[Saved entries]

┏━━

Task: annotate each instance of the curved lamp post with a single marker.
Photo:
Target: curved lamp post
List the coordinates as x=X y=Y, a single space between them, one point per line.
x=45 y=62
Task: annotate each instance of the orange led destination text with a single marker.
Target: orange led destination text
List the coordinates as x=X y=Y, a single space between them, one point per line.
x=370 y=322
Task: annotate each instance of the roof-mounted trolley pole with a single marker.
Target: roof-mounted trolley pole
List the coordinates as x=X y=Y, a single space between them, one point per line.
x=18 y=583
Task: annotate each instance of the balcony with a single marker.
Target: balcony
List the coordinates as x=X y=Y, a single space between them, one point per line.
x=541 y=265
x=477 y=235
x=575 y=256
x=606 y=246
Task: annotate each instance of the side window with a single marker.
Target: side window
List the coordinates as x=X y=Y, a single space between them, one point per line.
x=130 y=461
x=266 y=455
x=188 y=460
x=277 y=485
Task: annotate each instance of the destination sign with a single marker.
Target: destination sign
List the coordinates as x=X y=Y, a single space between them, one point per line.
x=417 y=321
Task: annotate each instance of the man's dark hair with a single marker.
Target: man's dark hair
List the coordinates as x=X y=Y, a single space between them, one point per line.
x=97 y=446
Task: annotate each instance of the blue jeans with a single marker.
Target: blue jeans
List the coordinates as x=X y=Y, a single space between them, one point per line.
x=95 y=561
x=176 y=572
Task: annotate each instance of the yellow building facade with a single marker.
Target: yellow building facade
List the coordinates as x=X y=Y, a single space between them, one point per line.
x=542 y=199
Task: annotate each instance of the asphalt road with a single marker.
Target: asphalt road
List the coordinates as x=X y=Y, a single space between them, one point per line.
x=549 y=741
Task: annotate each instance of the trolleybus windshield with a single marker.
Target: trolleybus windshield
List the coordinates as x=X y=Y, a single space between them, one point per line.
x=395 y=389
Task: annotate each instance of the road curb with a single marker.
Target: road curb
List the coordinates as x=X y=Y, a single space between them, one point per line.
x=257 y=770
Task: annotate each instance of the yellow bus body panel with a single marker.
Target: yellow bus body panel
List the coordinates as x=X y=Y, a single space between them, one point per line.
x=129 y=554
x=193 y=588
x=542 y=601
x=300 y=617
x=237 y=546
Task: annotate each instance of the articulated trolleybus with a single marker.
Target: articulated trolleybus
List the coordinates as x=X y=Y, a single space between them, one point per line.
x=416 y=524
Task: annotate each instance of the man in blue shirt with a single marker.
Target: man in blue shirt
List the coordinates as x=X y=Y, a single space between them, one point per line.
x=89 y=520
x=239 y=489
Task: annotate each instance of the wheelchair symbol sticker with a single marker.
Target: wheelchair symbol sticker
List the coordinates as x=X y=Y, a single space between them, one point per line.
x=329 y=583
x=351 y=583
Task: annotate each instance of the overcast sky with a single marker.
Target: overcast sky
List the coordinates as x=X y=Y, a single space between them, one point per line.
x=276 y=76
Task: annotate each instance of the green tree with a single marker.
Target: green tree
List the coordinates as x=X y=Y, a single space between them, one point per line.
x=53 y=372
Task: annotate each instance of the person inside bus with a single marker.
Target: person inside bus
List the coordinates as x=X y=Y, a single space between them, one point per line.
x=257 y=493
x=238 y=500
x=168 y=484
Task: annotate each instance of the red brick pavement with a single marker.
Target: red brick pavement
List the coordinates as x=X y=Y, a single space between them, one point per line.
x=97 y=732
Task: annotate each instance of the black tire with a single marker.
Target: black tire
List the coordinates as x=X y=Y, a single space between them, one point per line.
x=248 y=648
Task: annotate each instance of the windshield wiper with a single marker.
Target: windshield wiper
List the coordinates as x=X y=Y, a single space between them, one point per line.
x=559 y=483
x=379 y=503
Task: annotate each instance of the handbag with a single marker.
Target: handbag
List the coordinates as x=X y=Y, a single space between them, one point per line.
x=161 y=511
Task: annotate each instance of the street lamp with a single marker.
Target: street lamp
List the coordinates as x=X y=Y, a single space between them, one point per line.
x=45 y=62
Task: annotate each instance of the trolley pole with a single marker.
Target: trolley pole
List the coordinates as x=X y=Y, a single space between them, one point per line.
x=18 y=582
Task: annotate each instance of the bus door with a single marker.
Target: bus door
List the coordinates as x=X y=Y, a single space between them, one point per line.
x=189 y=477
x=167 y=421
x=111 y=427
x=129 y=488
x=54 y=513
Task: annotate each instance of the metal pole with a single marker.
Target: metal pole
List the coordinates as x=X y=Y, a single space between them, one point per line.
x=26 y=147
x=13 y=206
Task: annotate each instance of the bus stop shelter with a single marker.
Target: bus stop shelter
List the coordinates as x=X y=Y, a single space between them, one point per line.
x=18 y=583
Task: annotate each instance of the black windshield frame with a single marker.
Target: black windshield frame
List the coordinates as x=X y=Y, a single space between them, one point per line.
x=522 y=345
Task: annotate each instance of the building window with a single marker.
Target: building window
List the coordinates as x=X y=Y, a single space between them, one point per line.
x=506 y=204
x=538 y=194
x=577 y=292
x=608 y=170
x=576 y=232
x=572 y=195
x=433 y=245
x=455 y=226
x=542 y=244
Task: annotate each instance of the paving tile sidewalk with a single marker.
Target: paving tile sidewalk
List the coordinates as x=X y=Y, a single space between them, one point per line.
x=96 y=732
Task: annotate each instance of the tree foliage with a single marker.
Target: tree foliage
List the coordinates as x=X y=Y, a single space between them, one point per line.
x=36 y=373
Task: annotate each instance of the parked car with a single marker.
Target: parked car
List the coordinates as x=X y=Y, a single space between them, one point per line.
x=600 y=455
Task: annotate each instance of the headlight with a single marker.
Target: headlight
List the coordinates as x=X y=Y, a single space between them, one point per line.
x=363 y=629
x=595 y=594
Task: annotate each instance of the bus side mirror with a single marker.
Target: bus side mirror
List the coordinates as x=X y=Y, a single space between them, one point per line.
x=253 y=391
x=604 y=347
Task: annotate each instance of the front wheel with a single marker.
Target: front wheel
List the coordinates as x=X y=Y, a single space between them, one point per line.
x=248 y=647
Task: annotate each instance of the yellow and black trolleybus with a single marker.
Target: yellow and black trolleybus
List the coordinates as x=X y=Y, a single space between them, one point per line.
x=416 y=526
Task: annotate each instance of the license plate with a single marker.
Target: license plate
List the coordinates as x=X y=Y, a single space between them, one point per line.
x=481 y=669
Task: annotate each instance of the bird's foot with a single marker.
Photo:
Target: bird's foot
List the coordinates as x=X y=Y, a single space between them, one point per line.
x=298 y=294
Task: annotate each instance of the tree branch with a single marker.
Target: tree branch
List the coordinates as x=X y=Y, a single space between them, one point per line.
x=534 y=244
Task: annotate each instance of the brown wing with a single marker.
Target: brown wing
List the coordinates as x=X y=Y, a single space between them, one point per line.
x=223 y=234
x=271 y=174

┗━━

ACTION ITEM - Start with the line above that contains "Task: annotate each instance of the asphalt" and end with the line that contains "Target: trolleybus windshield". Write out those lines exactly, and only those.

OUTPUT FOR THIS TASK -
Task: annotate each instance of the asphalt road with a single marker.
Target: asphalt road
List the coordinates as x=X y=Y, a single space between them, one point per line.
x=549 y=741
Task: annotate each instance of the trolleybus windshield with a single marker.
Target: trolleybus windshield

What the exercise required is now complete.